Which lines in the data below contain the string "hair" with matching case? Extract each of them.

>> begin Data records

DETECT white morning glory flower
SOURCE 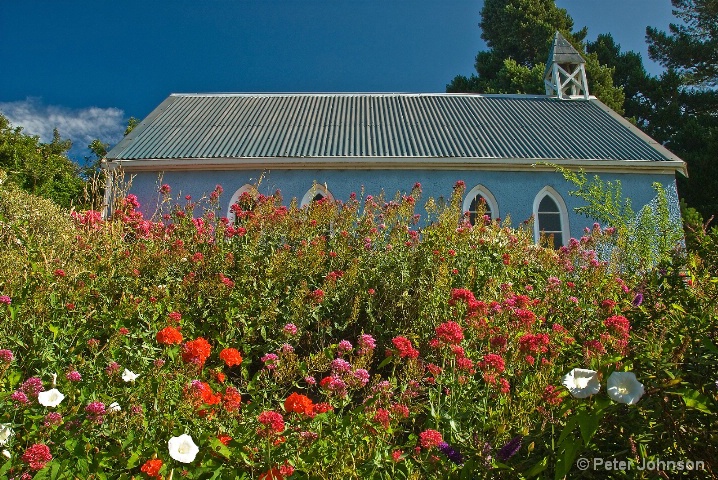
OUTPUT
[608,372,645,405]
[167,433,199,463]
[122,368,139,382]
[0,423,15,445]
[563,368,601,398]
[37,388,65,407]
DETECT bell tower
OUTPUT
[544,32,589,100]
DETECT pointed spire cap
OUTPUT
[547,31,586,65]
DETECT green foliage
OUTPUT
[646,0,718,87]
[446,0,623,112]
[557,167,683,272]
[0,181,718,480]
[0,115,89,208]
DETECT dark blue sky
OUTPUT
[0,0,673,158]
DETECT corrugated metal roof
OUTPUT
[548,32,586,65]
[107,93,669,162]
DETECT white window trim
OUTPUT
[227,183,259,225]
[299,183,334,208]
[533,185,571,249]
[462,184,501,220]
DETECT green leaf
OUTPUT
[555,442,581,480]
[127,452,140,468]
[524,457,548,477]
[577,410,603,446]
[675,388,713,414]
[209,437,232,460]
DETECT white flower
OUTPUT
[122,368,139,382]
[37,388,65,407]
[0,423,15,445]
[608,372,645,405]
[167,433,199,463]
[563,368,601,398]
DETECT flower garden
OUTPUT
[0,183,718,480]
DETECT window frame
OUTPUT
[462,184,501,224]
[533,185,571,246]
[299,183,334,208]
[227,183,259,225]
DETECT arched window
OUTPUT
[463,185,499,225]
[533,187,569,248]
[227,183,259,225]
[299,183,334,207]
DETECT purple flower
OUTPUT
[0,349,15,363]
[20,377,45,397]
[438,442,464,465]
[85,402,105,415]
[337,340,354,354]
[332,358,352,373]
[354,368,369,387]
[43,412,62,427]
[10,390,29,403]
[633,293,643,307]
[496,435,523,462]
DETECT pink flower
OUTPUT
[337,340,354,353]
[419,428,444,449]
[10,390,30,404]
[353,368,369,387]
[436,321,464,344]
[391,336,419,358]
[20,377,45,397]
[332,358,352,373]
[22,443,52,470]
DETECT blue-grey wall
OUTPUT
[121,170,680,242]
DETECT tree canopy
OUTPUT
[0,115,85,207]
[446,0,623,112]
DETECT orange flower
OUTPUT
[157,327,183,345]
[284,392,314,415]
[219,348,242,367]
[182,337,212,367]
[140,458,162,478]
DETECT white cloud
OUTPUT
[0,97,126,157]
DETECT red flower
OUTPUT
[391,336,419,358]
[257,410,284,433]
[222,387,242,412]
[419,429,444,448]
[259,467,284,480]
[284,392,314,416]
[182,337,212,367]
[157,327,183,345]
[140,458,162,478]
[314,402,334,413]
[22,443,52,470]
[479,353,506,373]
[436,322,464,344]
[219,348,242,367]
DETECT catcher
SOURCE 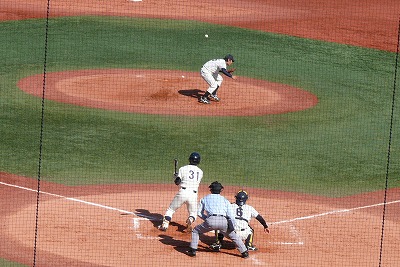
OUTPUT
[210,190,269,251]
[199,54,236,104]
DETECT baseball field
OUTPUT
[0,0,400,266]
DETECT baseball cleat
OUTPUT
[157,225,168,232]
[199,96,210,104]
[210,94,220,102]
[242,250,249,259]
[247,246,258,251]
[210,243,222,251]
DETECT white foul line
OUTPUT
[0,182,400,225]
[270,200,400,224]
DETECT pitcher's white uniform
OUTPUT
[200,58,226,94]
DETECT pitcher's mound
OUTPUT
[18,69,318,116]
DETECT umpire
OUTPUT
[186,181,249,258]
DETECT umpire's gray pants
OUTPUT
[190,216,247,253]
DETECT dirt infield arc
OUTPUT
[0,173,400,267]
[18,69,318,116]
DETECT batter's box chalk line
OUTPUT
[0,182,400,245]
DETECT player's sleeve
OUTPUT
[197,198,207,220]
[256,211,268,228]
[221,68,232,78]
[249,206,259,218]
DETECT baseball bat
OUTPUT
[174,159,178,174]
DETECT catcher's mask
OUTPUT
[189,152,200,165]
[235,190,249,206]
[208,181,224,194]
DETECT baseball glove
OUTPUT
[174,177,182,185]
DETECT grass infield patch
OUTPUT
[0,17,400,196]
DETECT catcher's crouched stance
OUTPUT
[186,181,249,258]
[158,152,203,232]
[210,190,269,251]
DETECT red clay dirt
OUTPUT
[18,69,318,116]
[0,0,400,267]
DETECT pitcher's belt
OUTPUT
[181,187,197,193]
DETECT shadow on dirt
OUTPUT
[178,89,205,99]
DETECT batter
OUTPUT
[158,152,203,232]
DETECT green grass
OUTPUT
[0,17,400,196]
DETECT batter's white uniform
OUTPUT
[231,203,259,240]
[200,59,226,94]
[164,165,203,220]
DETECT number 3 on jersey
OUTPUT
[189,170,199,181]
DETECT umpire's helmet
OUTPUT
[235,190,249,206]
[208,181,224,194]
[189,152,200,165]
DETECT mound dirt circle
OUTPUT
[18,69,318,116]
[0,172,400,267]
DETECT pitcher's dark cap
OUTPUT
[224,54,235,62]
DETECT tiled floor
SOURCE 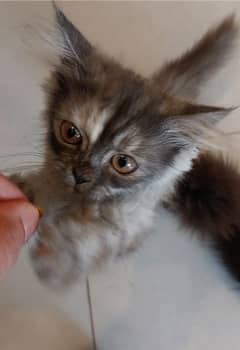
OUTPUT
[0,1,240,350]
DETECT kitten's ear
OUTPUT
[53,2,94,66]
[152,15,239,100]
[162,101,236,147]
[165,99,236,125]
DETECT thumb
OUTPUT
[0,199,39,278]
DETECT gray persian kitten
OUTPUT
[14,8,240,288]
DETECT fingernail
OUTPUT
[36,207,43,218]
[20,202,40,241]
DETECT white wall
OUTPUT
[0,1,240,350]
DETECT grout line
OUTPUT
[86,277,97,350]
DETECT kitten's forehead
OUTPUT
[71,101,112,144]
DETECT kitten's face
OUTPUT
[41,10,229,204]
[47,62,184,199]
[26,6,232,290]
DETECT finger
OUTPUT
[0,174,26,200]
[0,200,39,278]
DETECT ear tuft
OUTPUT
[153,14,239,100]
[53,2,93,64]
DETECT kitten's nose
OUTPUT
[73,169,91,185]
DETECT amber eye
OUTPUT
[112,154,138,174]
[60,120,82,145]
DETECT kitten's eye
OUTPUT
[60,120,82,145]
[112,154,138,174]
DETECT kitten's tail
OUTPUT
[153,15,239,100]
[169,152,240,282]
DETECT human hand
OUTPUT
[0,174,39,279]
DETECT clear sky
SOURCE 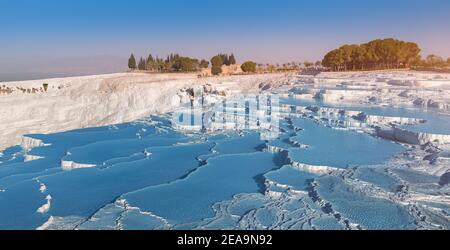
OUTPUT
[0,0,450,79]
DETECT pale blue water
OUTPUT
[280,97,450,134]
[0,96,447,229]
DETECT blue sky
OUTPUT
[0,0,450,79]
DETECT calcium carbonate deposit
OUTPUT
[0,71,450,230]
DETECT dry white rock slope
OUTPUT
[0,73,293,151]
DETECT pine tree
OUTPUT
[128,54,136,70]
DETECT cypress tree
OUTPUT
[128,54,136,70]
[229,54,236,64]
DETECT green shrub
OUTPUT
[211,66,222,76]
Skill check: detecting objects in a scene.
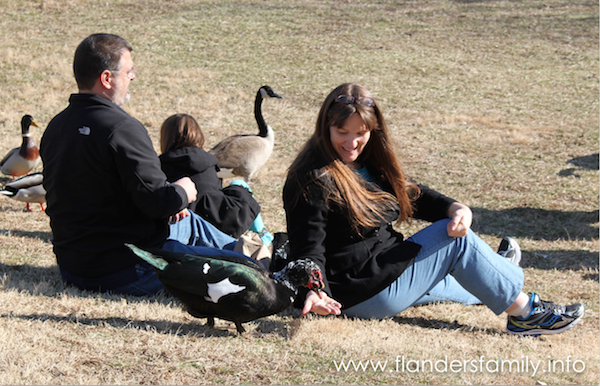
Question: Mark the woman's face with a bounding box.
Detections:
[329,113,371,167]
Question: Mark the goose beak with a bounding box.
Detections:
[308,270,325,299]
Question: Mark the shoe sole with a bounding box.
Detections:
[506,309,585,336]
[498,236,521,267]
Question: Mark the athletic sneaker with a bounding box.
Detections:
[506,292,585,336]
[498,237,521,266]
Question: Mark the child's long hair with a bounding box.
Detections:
[160,114,204,153]
[288,83,419,230]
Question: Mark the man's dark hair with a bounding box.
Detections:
[73,33,133,90]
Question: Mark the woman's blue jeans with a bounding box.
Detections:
[112,211,237,296]
[342,220,524,319]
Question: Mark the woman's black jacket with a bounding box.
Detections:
[283,162,455,308]
[159,147,260,239]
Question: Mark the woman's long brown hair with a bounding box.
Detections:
[288,83,419,230]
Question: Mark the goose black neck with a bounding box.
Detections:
[254,90,267,137]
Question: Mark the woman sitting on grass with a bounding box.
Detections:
[283,84,584,335]
[159,114,273,246]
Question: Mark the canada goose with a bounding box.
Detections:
[0,173,46,212]
[0,115,40,178]
[209,86,283,182]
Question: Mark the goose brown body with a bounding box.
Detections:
[209,86,282,181]
[0,173,46,211]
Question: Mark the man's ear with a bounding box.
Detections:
[100,70,113,90]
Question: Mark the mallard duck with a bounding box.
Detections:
[126,244,324,334]
[0,115,40,178]
[209,86,283,182]
[0,173,46,212]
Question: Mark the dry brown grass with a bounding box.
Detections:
[0,0,600,384]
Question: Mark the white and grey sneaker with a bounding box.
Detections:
[498,237,521,266]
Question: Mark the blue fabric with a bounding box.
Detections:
[343,220,524,319]
[168,211,237,250]
[61,211,239,296]
[230,180,273,247]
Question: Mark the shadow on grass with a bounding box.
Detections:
[392,316,507,335]
[0,313,237,337]
[472,208,598,272]
[471,208,598,241]
[0,263,290,338]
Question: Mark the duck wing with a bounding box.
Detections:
[6,173,44,190]
[130,246,293,325]
[0,147,20,166]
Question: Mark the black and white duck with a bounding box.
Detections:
[0,173,46,212]
[0,115,40,178]
[209,86,283,181]
[127,244,324,334]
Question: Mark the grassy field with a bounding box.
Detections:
[0,0,600,385]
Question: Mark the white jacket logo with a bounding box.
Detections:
[78,126,91,135]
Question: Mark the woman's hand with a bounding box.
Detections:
[169,208,191,225]
[302,291,342,316]
[448,202,473,237]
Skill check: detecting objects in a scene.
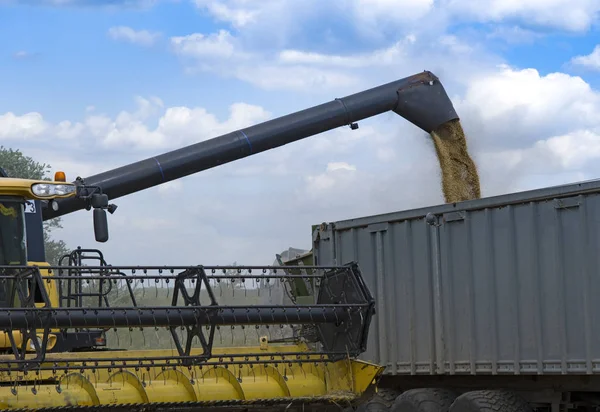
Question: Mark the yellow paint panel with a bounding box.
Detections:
[0,177,75,200]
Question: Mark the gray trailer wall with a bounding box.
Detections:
[314,182,600,374]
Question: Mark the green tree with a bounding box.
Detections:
[0,146,70,265]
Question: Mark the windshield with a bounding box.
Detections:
[0,200,27,265]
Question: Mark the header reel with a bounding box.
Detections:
[0,260,382,409]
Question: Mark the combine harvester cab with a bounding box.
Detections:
[0,72,458,411]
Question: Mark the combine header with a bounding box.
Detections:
[0,72,457,411]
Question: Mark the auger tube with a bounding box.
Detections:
[43,71,458,220]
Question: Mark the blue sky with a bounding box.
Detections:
[0,0,600,264]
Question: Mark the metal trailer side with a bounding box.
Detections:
[313,181,600,382]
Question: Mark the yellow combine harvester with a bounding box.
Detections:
[0,72,464,411]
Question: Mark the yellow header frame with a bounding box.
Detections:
[0,177,76,200]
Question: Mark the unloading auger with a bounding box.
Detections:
[0,72,458,411]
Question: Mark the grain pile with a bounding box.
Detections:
[431,119,481,203]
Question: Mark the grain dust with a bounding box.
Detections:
[431,119,481,203]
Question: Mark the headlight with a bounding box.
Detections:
[31,183,76,197]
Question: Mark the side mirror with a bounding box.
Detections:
[94,209,108,243]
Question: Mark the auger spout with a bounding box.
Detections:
[43,71,458,220]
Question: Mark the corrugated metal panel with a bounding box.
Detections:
[315,182,600,374]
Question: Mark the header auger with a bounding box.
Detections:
[0,72,458,412]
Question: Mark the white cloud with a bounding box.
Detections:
[487,25,543,44]
[171,30,239,59]
[9,0,600,270]
[0,112,49,140]
[455,66,600,147]
[571,45,600,71]
[440,0,600,31]
[108,26,161,47]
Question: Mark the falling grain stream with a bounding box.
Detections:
[431,119,481,203]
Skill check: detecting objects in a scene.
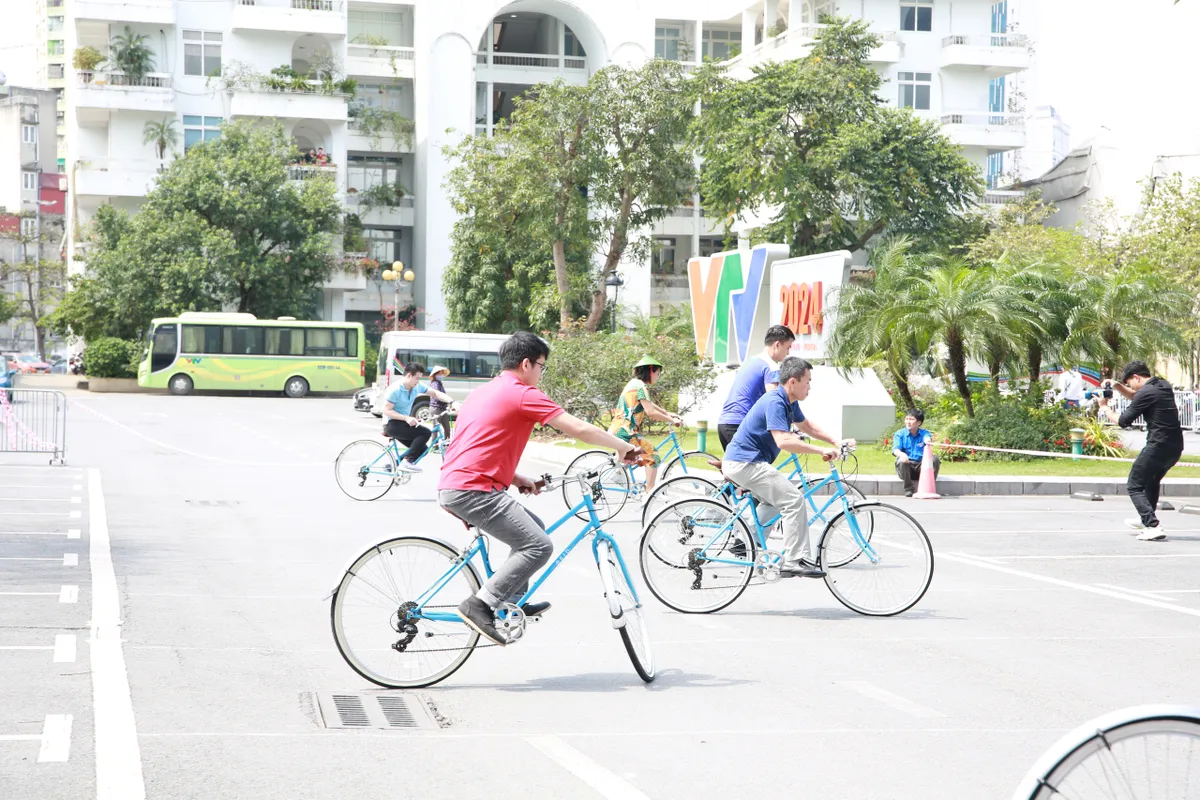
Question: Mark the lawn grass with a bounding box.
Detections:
[542,428,1200,479]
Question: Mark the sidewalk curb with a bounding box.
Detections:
[526,441,1200,498]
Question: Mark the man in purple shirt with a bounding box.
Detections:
[716,325,796,450]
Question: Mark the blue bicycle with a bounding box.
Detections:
[334,410,450,500]
[640,453,934,616]
[563,431,716,522]
[330,475,654,688]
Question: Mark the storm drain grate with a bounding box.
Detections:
[316,692,440,730]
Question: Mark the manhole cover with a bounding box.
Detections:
[316,692,440,730]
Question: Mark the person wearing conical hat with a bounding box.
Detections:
[608,355,683,501]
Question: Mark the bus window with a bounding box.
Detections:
[150,323,179,372]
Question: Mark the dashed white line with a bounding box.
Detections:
[526,736,649,800]
[54,633,76,663]
[838,680,946,720]
[37,714,74,762]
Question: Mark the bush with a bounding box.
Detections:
[84,336,142,378]
[540,324,716,423]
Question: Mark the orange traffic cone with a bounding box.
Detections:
[912,441,942,500]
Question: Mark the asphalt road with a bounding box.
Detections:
[0,393,1200,800]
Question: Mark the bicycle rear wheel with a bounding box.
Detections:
[642,475,725,529]
[638,498,757,614]
[330,536,480,688]
[334,439,398,500]
[563,450,634,522]
[1013,705,1200,800]
[817,503,934,616]
[660,450,725,483]
[596,539,654,684]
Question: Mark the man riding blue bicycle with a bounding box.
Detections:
[438,331,636,646]
[721,356,854,578]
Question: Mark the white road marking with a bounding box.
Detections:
[937,553,1200,616]
[88,468,146,800]
[37,714,74,762]
[836,680,946,720]
[526,736,650,800]
[54,633,76,663]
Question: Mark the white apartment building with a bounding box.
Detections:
[58,0,1030,327]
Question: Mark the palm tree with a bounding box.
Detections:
[829,236,923,408]
[1062,264,1192,378]
[142,116,179,161]
[108,25,154,82]
[886,258,1042,416]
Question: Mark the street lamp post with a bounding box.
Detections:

>> end Data records

* [Output of the exercise]:
Question: Mark the child's long hair with a bounding box.
Question: Mark the man's dark hair with a bounding box.
Question: Mark the woman's long brown hair with a bounding box.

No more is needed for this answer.